■ QUOTED PASSAGE:
[BEGIN]

Thursday, May 14, 2015

Uploading to The Winnower from Blogger: A real time tutorial

So I have a memory like a sieve except that it's profoundly less useful in the kitchen. And because I know from painful experience that anything I don't document never happened, I am going to help myself and you by creating in real time a tutorial to upload blog posts from Blogger to The Winnower, should you be so inclined. Why do it? DOI is one reason.

Those of you who were smart enough to begin your blog's existence on Wordpress can use a fancy plugin for your API. Those of us who now have too much inertia on Blogger to relocate must do a little more work and use some intermediate steps, but it really isn't that hard. What's more, the intermediate steps offer an opportunity for proofreading and fine-tuning that you might like to do anyway. Let's do it!

Initial steps

First up, I assume you have created an account on The Winnower.  Then select the SUBMIT option in the top menu. At that point the step-by-step instructions can be found in the link in the top-right corner of the page, Submit Your Paper:

You'll get a new window pop up; skip on down to the Word instructions:

Here you will want to download the Word template and also read through all the formatting guidelines before moving on:

So now let's shift to the template document just downloaded. Aha! This looks familiar! I couldn't for the life of me recall how I'd managed to have on my laptop the neatly formatted docx file of an earlier post I'd uploaded to The Winnower last December. The memories are beginning to flow. What a relief!

Okay, so now I need to get myself offline for a bit and copy-paste today's upload into the template. I don't recall hitting any major obstacles previously but if I do I shall be sure to report them here in a mo.

I'm back. The first thing I had to do was decide the source of the material I'm going to copy-paste. I keep PDF copies of all my posts so I began by trying that, but it's not ideal because of all the extraneous words in the menus, etc. when you print to PDF from a browser. Makes it hard to get a clean text selection over anything more than a paragraph. Thus, I elected to go back into Blogger API and open the post I'm uploading, as if I am going to edit that post. The Blogger API is pretty simple although it has a habit of hiding irrelevant HTML if you've pasted text from formatted sources. In any event, the Blogger API makes it convenient to separately copy-paste the title and post body. I edited the author and address information by hand.

[END]

■ EXTRACTED INFORMATION:

[BEGIN]

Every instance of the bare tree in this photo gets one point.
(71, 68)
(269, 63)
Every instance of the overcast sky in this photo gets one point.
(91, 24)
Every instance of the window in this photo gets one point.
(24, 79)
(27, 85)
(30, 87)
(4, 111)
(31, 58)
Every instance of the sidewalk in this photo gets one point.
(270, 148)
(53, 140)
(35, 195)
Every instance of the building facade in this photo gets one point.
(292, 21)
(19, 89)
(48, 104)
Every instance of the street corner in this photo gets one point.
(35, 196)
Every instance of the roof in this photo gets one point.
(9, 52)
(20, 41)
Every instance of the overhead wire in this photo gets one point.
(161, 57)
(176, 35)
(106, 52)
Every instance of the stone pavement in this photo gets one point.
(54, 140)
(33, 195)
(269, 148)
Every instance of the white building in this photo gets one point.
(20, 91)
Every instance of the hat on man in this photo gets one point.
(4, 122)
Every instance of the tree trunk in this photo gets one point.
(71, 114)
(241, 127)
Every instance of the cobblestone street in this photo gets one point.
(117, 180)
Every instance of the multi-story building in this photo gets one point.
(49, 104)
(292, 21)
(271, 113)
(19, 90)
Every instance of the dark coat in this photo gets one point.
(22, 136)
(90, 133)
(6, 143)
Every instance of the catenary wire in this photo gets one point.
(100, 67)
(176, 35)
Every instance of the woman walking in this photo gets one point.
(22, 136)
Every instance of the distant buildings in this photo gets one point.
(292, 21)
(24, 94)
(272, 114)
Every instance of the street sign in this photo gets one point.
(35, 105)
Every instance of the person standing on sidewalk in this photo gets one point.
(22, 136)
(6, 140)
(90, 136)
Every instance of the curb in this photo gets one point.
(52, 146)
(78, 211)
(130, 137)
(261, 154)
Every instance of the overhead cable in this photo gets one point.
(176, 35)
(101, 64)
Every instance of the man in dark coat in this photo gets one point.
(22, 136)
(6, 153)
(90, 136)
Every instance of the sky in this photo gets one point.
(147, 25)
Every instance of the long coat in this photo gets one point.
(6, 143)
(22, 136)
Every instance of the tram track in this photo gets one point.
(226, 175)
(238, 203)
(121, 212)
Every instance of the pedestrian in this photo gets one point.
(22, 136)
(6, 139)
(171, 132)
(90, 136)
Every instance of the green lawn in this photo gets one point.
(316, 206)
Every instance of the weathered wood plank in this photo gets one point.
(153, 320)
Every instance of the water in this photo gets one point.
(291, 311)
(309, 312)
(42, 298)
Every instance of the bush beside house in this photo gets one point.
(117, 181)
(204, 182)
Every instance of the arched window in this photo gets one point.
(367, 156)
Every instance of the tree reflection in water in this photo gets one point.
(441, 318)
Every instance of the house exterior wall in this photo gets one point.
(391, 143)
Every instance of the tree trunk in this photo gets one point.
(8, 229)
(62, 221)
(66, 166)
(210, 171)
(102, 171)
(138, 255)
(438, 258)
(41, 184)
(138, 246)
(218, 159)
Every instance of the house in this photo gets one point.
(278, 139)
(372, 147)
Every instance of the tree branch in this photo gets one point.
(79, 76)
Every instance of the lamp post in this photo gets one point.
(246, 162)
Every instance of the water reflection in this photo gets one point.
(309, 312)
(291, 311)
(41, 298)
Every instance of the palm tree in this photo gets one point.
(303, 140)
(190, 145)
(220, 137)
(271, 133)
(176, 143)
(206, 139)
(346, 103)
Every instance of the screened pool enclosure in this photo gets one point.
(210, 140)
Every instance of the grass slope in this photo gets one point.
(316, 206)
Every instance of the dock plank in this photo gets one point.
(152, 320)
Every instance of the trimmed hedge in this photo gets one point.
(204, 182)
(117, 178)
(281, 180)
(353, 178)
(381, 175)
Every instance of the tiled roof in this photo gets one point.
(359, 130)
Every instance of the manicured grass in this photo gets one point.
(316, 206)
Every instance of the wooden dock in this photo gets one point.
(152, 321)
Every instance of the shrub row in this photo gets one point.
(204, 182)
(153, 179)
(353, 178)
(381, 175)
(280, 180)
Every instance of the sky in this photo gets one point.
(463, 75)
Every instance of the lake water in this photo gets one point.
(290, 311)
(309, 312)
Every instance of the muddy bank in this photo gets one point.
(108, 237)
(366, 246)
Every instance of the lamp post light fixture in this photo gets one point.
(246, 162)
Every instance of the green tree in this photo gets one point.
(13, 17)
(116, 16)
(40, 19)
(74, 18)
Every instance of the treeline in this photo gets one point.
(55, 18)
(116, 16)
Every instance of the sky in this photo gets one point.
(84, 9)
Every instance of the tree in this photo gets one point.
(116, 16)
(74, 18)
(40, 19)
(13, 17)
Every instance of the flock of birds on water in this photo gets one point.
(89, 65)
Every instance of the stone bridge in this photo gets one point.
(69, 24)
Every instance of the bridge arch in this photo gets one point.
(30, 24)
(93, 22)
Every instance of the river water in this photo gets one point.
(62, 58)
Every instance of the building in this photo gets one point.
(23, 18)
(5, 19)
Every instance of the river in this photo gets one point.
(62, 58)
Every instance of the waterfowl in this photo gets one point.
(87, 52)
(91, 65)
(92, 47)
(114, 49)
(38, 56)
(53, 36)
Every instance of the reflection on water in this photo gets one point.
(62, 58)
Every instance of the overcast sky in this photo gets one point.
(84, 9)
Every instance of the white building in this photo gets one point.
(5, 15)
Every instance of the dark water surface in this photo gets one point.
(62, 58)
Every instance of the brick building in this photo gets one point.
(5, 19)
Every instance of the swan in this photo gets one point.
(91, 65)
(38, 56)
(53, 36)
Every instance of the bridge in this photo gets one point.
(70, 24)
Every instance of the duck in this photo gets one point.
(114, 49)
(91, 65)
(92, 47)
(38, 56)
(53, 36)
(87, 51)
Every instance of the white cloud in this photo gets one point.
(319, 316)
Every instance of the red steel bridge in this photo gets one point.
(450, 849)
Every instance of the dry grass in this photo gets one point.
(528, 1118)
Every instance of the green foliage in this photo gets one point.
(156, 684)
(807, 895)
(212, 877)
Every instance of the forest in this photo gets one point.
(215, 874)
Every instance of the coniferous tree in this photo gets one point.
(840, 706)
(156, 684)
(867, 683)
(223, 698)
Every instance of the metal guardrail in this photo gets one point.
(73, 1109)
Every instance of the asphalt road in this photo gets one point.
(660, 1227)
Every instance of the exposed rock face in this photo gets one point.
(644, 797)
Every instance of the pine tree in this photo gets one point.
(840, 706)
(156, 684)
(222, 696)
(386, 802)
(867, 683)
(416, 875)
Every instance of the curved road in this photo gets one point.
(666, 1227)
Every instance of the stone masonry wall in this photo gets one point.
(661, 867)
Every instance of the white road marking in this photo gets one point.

[END]

■ TASK INSTRUCTIONS:
Reproduce everything in the Blogger tutorial from "Those of you" down to "Let's do it!", swapping "Wordpress" for "Squarespace".

■ EXERCISE RESPONSE:
Those of you who were smart enough to begin your blog's existence on Squarespace can use a fancy plugin for your API. Those of us who now have too much inertia on Blogger to relocate must do a little more work and use some intermediate steps, but it really isn't that hard. What's more, the intermediate steps offer an opportunity for proofreading and fine-tuning that you might like to do anyway. Let's do it!